--- begin Extracted material ---

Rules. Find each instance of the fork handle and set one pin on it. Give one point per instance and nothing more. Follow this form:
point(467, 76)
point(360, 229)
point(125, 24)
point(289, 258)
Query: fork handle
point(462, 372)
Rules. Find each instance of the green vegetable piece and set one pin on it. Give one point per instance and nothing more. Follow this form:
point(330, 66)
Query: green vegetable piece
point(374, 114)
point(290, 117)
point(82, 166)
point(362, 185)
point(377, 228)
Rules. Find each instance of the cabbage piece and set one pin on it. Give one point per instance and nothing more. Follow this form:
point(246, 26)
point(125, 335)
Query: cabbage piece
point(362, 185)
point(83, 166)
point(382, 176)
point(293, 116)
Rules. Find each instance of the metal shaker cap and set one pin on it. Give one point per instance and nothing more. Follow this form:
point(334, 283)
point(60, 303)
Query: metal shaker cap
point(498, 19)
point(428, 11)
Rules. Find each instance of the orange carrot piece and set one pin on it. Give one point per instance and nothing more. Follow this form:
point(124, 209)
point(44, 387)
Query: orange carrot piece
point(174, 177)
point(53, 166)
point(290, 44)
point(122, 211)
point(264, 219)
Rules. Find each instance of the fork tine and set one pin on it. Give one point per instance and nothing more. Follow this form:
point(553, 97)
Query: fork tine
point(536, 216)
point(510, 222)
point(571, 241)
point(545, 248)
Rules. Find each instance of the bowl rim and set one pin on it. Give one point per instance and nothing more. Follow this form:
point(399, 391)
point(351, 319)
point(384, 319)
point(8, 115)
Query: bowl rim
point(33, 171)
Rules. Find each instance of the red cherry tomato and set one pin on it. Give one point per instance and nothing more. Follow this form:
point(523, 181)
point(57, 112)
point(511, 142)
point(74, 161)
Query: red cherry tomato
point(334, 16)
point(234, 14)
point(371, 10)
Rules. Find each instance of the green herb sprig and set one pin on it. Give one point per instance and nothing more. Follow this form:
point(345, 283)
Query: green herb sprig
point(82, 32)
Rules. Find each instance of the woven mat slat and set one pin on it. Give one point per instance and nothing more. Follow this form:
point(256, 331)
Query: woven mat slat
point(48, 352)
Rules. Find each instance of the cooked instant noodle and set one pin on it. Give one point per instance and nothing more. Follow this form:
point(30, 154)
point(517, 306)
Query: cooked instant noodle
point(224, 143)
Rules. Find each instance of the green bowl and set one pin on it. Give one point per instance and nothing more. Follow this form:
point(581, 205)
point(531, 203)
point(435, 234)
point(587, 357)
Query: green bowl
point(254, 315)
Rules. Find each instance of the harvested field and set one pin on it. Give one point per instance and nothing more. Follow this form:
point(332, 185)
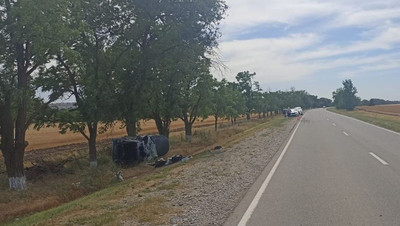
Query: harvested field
point(382, 109)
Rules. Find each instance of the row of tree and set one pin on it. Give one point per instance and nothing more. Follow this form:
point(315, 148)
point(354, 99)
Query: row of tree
point(121, 60)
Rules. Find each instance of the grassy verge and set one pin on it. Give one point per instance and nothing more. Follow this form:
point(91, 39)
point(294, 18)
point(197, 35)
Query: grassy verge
point(142, 196)
point(386, 121)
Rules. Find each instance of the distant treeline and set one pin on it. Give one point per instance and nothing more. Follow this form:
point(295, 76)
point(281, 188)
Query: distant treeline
point(376, 101)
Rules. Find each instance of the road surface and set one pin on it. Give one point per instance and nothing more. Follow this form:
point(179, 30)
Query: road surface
point(335, 171)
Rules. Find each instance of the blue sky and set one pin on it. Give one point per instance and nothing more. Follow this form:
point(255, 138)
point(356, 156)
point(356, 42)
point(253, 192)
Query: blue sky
point(314, 45)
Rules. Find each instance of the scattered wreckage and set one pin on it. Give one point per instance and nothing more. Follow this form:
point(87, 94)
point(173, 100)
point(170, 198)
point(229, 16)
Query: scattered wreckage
point(129, 150)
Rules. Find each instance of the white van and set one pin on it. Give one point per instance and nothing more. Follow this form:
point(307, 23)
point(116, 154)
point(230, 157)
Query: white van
point(299, 110)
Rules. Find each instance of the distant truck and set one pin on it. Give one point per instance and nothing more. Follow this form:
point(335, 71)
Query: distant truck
point(293, 112)
point(299, 110)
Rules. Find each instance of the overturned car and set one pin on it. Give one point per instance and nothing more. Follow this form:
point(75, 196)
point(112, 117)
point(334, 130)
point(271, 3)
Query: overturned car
point(128, 150)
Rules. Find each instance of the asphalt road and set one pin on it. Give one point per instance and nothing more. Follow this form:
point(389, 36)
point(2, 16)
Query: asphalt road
point(335, 171)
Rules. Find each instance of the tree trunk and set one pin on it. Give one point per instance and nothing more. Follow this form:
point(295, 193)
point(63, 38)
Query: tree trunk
point(163, 125)
point(13, 158)
point(188, 131)
point(131, 122)
point(13, 138)
point(216, 122)
point(92, 144)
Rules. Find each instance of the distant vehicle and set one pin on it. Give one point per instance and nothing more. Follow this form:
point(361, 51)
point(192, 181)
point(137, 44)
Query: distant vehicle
point(293, 113)
point(299, 110)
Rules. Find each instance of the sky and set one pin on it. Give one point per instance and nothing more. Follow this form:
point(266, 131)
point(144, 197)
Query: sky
point(314, 45)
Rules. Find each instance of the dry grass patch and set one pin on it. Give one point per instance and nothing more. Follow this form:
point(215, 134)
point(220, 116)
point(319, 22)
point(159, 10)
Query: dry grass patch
point(390, 122)
point(76, 180)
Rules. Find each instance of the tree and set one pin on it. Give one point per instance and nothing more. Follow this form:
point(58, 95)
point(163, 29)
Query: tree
point(195, 89)
point(245, 85)
point(187, 33)
point(30, 33)
point(85, 68)
point(345, 97)
point(226, 101)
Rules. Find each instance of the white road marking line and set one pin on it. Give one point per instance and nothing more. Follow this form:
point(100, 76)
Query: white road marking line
point(379, 159)
point(254, 203)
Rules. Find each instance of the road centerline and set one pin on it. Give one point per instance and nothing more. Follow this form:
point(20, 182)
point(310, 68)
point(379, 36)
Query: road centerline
point(379, 159)
point(246, 216)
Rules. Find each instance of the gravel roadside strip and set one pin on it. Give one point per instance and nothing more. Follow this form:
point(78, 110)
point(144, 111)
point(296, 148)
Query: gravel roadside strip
point(214, 186)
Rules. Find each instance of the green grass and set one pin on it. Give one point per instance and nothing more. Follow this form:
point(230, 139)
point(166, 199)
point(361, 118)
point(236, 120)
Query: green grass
point(385, 121)
point(138, 198)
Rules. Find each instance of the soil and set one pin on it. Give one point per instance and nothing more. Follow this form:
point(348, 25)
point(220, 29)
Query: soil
point(211, 188)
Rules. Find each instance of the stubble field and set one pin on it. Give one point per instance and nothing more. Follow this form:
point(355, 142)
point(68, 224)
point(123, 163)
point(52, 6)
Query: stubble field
point(382, 109)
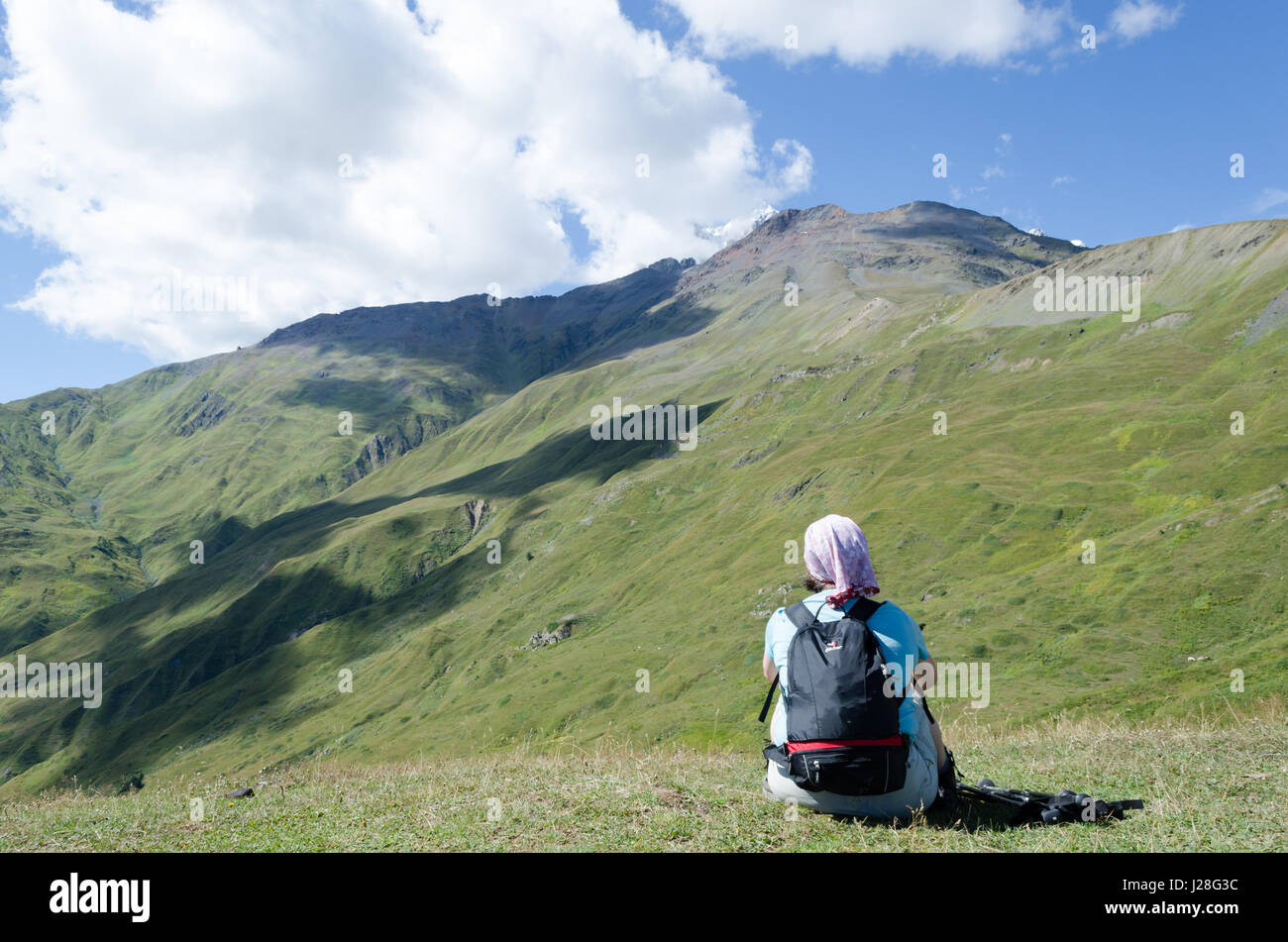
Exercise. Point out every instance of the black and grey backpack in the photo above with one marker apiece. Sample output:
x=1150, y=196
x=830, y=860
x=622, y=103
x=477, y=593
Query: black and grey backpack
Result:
x=842, y=715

--- end Extracted material ---

Exercise prompt: Please rewrite the whole listing above, replacing "Query" with "Target" everywhere and leaving everything else unchanged. Leave the pictures out of your answer.

Solution:
Rules. Find each instance of the fork handle and set one pin on it. Give one point per instance and nothing more. Follow this form:
point(467, 76)
point(360, 229)
point(125, 24)
point(289, 258)
Target: fork handle
point(462, 372)
Rules. Find each instance of the green vegetable piece and set one pin on it. Give one point per instance and nothing more. Follow this form:
point(330, 66)
Target: green vegetable piece
point(374, 114)
point(290, 117)
point(82, 166)
point(362, 185)
point(377, 228)
Rules. Find each instance of the cabbage piece and set one pin on it. Give one point per instance and nothing more. Follow this form:
point(246, 26)
point(125, 335)
Target: cabbage piece
point(362, 185)
point(83, 166)
point(382, 176)
point(293, 116)
Rules. Find each instance of the metal shaker cap and set one pin on it. Give one point per instance and nothing more. Follow this form:
point(334, 283)
point(60, 303)
Target: metal shaker cap
point(498, 19)
point(428, 11)
Rules. Find each instance of the orange carrot piece and set one pin on it. Give one point per instance and nothing more. Follow this form:
point(124, 209)
point(44, 387)
Target: orange carrot piece
point(174, 177)
point(53, 166)
point(290, 44)
point(122, 211)
point(264, 219)
Rules. Find each instance of the fork tine and set one pin on it. Give one point per instance and nothing more. Follow this form:
point(553, 97)
Target: fork tine
point(536, 216)
point(510, 222)
point(571, 241)
point(545, 248)
Rules. Find each instance of the bowl rim and set one pin on it. Give one point per instance and nothing more. Follow this form:
point(399, 391)
point(351, 319)
point(384, 319)
point(8, 115)
Target: bowl rim
point(33, 171)
Rules. Find each instance of the red cherry tomato and set one pin on it. Give one point per instance and nothing more. Follow this form:
point(523, 181)
point(57, 112)
point(511, 142)
point(74, 161)
Target: red cherry tomato
point(334, 16)
point(234, 14)
point(371, 10)
Rules. Find each instance of the green herb sprig and set one pin on it. Give one point per instance and nothing more. Follow this form:
point(345, 283)
Target: green herb sprig
point(82, 32)
Rules. Find each instance of the woven mat slat and set one pin on it. Give one point per instance and nothing more. Follow this form:
point(256, 331)
Target: woven mat slat
point(48, 352)
Rules. Find each instance of the cooked instant noodle and set one pin on it. Give one point per instance and nothing more. Follow this form:
point(30, 154)
point(517, 306)
Target: cooked instant noodle
point(224, 143)
Rules. Find each instance of the green bowl and set one pin on it. Give one point per instance and nothing more. Follow this form:
point(581, 205)
point(531, 203)
point(435, 234)
point(587, 357)
Target: green bowl
point(254, 315)
Rules. Find each instance of the harvested field and set one pin on it. Give one point per instance and nothing more. Follow this form:
point(332, 185)
Target: harvested field
point(382, 109)
Rules. Find each instance of the row of tree and set one pin on it. Give one point per instance and nothing more. Follow this form:
point(315, 148)
point(354, 99)
Target: row of tree
point(121, 60)
Rules. Find each instance of the grassy verge and set one pin on it. Give one point per instance and nothing more. Follow this form:
point(91, 39)
point(294, 18)
point(197, 35)
Target: grassy verge
point(142, 196)
point(386, 121)
Rules. Find each instance of the distant treeline and set one pin on it. Give one point per instance and nothing more. Follow this form:
point(295, 76)
point(281, 188)
Target: distant treeline
point(376, 101)
Rules. Find each instance of the road surface and set one pin on it. Give one point per instance and nothing more. Follow this form:
point(179, 30)
Target: road surface
point(335, 171)
Rules. Find each instance of the blue sky and set one pin on it. Give one point per instance and nothing more. Follow this form:
point(255, 138)
point(356, 156)
point(356, 42)
point(253, 192)
Target: blue sky
point(314, 45)
Rules. Find each instance of the scattered wreckage and set one pin on it. Give one point per instance and nothing more. Follow this form:
point(87, 94)
point(173, 100)
point(170, 198)
point(229, 16)
Target: scattered wreckage
point(129, 150)
Rules. Find each instance of the white van and set one pin on it. Give one point per instance and nothing more. Follow this form:
point(307, 23)
point(116, 154)
point(230, 157)
Target: white van
point(299, 110)
Rules. Find each instance of the distant truck and set one pin on it. Give one point per instance and nothing more. Follow this form:
point(335, 71)
Target: distant truck
point(293, 112)
point(299, 110)
Rules. Find each instance of the overturned car and set one pin on it. Give one point per instance and nothing more. Follow this form:
point(75, 196)
point(112, 117)
point(334, 130)
point(271, 3)
Target: overturned car
point(128, 150)
Rules. Find each instance of the asphalt road and set one pin on it. Give one point per instance and nothing more. Follow this form:
point(389, 36)
point(2, 16)
Target: asphalt road
point(335, 171)
Rules. Find each instance of the tree trunk and set one pin on it. Give one point per instance and nothing more. Follow this form:
point(295, 193)
point(63, 38)
Target: tree trunk
point(163, 125)
point(13, 158)
point(188, 131)
point(131, 122)
point(13, 138)
point(216, 122)
point(92, 144)
Rules. Find each instance of the distant vehicle and set one pin on it. Give one point per instance and nothing more. Follow this form:
point(361, 51)
point(192, 181)
point(137, 44)
Target: distant vehicle
point(293, 113)
point(299, 110)
Rules. Find each instance of the sky and set one pin on it. Give one point per instance and nothing more. Follow this form:
point(266, 131)
point(144, 197)
Target: sky
point(314, 45)
Rules. Find each instance of the dry grass patch and set one pin on it. Give one point per instance and nothing more. Follow this form:
point(215, 134)
point(220, 116)
point(319, 22)
point(159, 10)
Target: dry grass patch
point(390, 122)
point(76, 180)
Rules. Find each instance of the tree and set one pin on it. Give one point per instance and nothing more. Follow this form:
point(58, 95)
point(163, 29)
Target: tree
point(195, 89)
point(245, 85)
point(187, 33)
point(30, 33)
point(85, 68)
point(345, 97)
point(226, 101)
Rules. Find each instance of the white road marking line and set one pin on it. Give one point per instance and nothing more. Follow this form:
point(100, 76)
Target: white road marking line
point(379, 159)
point(254, 203)
Rules. Find each instance of the road centerline and set one pin on it. Give one point per instance and nothing more. Follow this form:
point(20, 182)
point(310, 68)
point(379, 36)
Target: road centerline
point(379, 159)
point(246, 216)
Rules. Find each instance of the gravel roadside strip and set one pin on it. Give one point per instance and nothing more. Follow this form:
point(78, 110)
point(144, 111)
point(296, 148)
Target: gravel roadside strip
point(214, 186)
Rules. Find each instance of the green grass and set one pin on it. Give one point per instance and nothing more. Follow this form:
point(230, 139)
point(166, 199)
point(361, 118)
point(236, 120)
Target: green grass
point(385, 121)
point(138, 198)
Rules. Find each instance of the soil and set one pin on it. Give one point per instance and nothing more. Follow this form:
point(348, 25)
point(220, 29)
Target: soil
point(211, 188)
Rules. Find each instance of the stubble field and set one pin on it. Give one point per instance and nothing more. Follow this form:
point(355, 142)
point(68, 224)
point(123, 163)
point(52, 6)
Target: stubble field
point(382, 109)
Exercise. Point out every instance of the black and grey backpack in the photo above with one marker apiece. Sample output:
x=1150, y=196
x=830, y=860
x=622, y=103
x=477, y=593
Target: black and grey backpack
Result:
x=842, y=715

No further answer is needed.